>> start Text
# Just noticed the Weight Loss Forum



## coalroadcabin (Jun 16, 2004)

Hi everyone, I just noticed the weight loss forum here.....what a great idea!! I started doing Weight Watchers online in October and have lost 11.5 lbs on their Flex Plan. The program has been pretty easy to follow, mostly it's just being aware of what you're eating. WW also has an online community board, but you folks here on Homesteading Today are a lot friendlier and more down to earth so I'm glad someone decided to open this forum. Hope you don't mind if I check in here just to keep myself motivated. Is anybody else doing Weight Watchers? I've noticed a couple of South Beach and Adkins during my read-through of the posts but I didn't see Weight Watchers mentioned.


----------



## TexCountryWoman (Jun 22, 2004)

Howdy! I am new here too. Just noticed the Weight loss Forum last week or so. I'm usually on the goat forum and didn't even know this forum was here. I lost 75 plus lbs. on the Atkins diet in 2004. I stuggle to keep it off as i have lost weight , a good deal, and gained it back in years past. This time I have kept it off for a good while though. I cheat with my own permission over Thanksgiving and Christmas and usually gain about 10 pounds. Then back to my new 'healthy lifestyle" Actually just learning to eat right and move around more. I believe in alot of abdominal work also. 

At first when i came to this forum, i felt a bit weird because i had already lost the weight that was so messing with my health. But no one has made me feel like a Johnny-come-lately or anything. I need constant help or i will slip back to fatness. Good luck with your dieting goals and i look forward to any pointers...Diane R.


----------



## suzfromWi (Jun 1, 2002)

I just found this site too, didnt know it was here. I quit smoking 13 months ago and now I need to learn how to stay away from sweets ands eat right. I have workout cds that I like once I get started but getting started is the problem. Always seems like theres something more important to do or somewhere I have to be...Yup, just excuses...I have 15 pounds I need to lose that I started to gain after menopause. I need to get focused and stay focused. I know for sure If I dont do something Ill just keep gaining....maybe this site will help. suz


----------



## okgoatgal2 (May 28, 2002)

my xsil lost all her extra weight this year - about 20 lbs- on weight watchers- how much does it cost?


----------



## coalroadcabin (Jun 16, 2004)
>> end Text
— Direction 1 —
Reproduce verbatim the part of the weight loss forum thread from "Hi everyone, I" to "Weight Watchers mentioned.".
— Direction 2 —
Extend the weight loss forum thread past its final line.
>> start Supplied data
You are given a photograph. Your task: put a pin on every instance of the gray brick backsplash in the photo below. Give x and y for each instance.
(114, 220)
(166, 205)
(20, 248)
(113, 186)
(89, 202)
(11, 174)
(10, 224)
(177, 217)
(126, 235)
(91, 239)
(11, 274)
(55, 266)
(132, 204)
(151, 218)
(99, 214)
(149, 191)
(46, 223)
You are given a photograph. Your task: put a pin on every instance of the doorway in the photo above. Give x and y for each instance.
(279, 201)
>> end Supplied data
>> start Supplied data
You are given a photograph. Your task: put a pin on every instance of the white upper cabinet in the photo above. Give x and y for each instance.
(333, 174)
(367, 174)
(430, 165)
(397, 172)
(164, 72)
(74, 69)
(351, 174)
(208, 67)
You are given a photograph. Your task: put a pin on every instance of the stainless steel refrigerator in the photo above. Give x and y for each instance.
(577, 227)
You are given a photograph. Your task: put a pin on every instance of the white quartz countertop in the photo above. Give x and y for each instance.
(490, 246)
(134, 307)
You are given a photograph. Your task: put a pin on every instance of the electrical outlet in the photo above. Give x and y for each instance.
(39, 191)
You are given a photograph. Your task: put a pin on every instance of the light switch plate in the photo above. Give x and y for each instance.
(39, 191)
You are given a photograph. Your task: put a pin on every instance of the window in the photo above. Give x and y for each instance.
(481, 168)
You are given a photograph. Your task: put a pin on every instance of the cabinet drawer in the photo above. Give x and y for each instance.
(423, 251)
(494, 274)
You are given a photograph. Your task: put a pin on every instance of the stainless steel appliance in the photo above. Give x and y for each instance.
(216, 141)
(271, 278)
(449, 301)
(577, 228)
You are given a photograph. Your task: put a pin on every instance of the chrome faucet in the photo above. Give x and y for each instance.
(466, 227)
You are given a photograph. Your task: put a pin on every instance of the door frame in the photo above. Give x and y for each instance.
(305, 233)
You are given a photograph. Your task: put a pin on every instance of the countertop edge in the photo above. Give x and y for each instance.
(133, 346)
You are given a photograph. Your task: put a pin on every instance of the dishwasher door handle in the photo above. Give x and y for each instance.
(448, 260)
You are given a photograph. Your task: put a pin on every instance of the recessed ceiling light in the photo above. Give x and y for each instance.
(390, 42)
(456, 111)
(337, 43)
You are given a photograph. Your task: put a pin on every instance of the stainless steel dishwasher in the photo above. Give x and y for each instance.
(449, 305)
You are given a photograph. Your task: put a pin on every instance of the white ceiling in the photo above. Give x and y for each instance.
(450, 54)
>> end Supplied data
— Right answer 1 —
Hi everyone, I just noticed the weight loss forum here.....what a great idea!! I started doing Weight Watchers online in October and have lost 11.5 lbs on their Flex Plan. The program has been pretty easy to follow, mostly it's just being aware of what you're eating. WW also has an online community board, but you folks here on Homesteading Today are a lot friendlier and more down to earth so I'm glad someone decided to open this forum. Hope you don't mind if I check in here just to keep myself motivated. Is anybody else doing Weight Watchers? I've noticed a couple of South Beach and Adkins during my read-through of the posts but I didn't see Weight Watchers mentioned.

— Right answer 2 —
online is $16.95 for three months. I figured I'd try it for 3 months to see how I liked it. So far it's been great, I have averaged 1.5 lbs a week even through Thanksgiving and Christmas. The Flex Plan is really easy to follow and I didn't have to give up any of the foods that I really like (even my weakness, ice cream) -I just have to watch portion size and record everything I eat so that I don't go over my points. But I have to say, their online community board is really not all that great-that's why I was glad to see this forum here. I think trying to loose lbs. without some sort of support system would be way too hard for me and unfortunately there aren't any WW meetings in my area that are at convienent times.


----------



## Naughty Pines (May 9, 2005)

I've lost about 29 pounds in 1 1/2 years. I eat lots of oatmeal, have grilled salmon and clam chowder every Friday night and TV dinners through the week. I will go through a 12 pack of danish rolls in a couple of days, 2 to 4 Mound bars in a couple of hours. I drink about 2 quarts of Crystal Light Iced tea a day. The only exercise I get is getting up from the computer and walking to the refrigerator. I was 257 after my abdominal aourtic artery repair in July of 2004, I smoke ( thinking of dumping that for New Years ).

I don't really know why I can loose weight the way I love the danishes and Mound bars but I am loosing slowly which I understand is the best way to keep it off. I understand that oatmeal will reduce cholesterol ( maybe I have lost 29 pounds of cholesterol in my arteries.)

Good luck to all of you that are spending money on Adkins, South Beach and all of the other money makers. I hope you all succede. :soap: :lonergr: 

I am the Naughty Pines but, I ain't all that naughty.


----------



## tallpines (Apr 9, 2003)

I'm new to this forum, too---------and would appreciate the commaradery that you folk can offer.
(Hi, Suz, haven't seen you around much lately)

My first goal is 25#.

And then another 25#!

That 50 taken off would be great.

And a third round of 25# off would be EXCELLANT --- but, I don't want to get ahead of myself here  .

So --- off we go on this tough road to better health.

Good luck to us newbies --- and, all the others we are joining.
See you all at check-in time next Thursday.


----------



## rainedaze (Sep 7, 2004)

I too am very excited about this new forum. I have participated in Weight Watchers on and off since I was 13. I really enjoy it when I stick to the plan. I want to begin my weight loss plan as my New Year's resolution. I have many recipes from Weight Watchers if anyone needs some. I am looking forward to having people to share my ups and downs with. I want to try doing Weight Watchers on my own without having to add the extra expense into our budget. Maybe with support from everyone here I can do it. 

Good luck to everyone and happy healthy eating.

Heather


----------



## suzfromWi (Jun 1, 2002)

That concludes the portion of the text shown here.